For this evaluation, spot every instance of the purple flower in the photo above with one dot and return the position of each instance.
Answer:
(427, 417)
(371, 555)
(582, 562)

######

Given exercise:
Rewrite every line of the listing above, request lines included, multiplying each point coordinate in the answers by 0.2 and rounding the result to the nearest whole number, with halves rounded up. Keep all other text unchanged.

Solution for this task:
For this evaluation, spot every instance of the purple flower in the photo above with one dot and return the position of each instance.
Answer:
(85, 83)
(74, 111)
(116, 112)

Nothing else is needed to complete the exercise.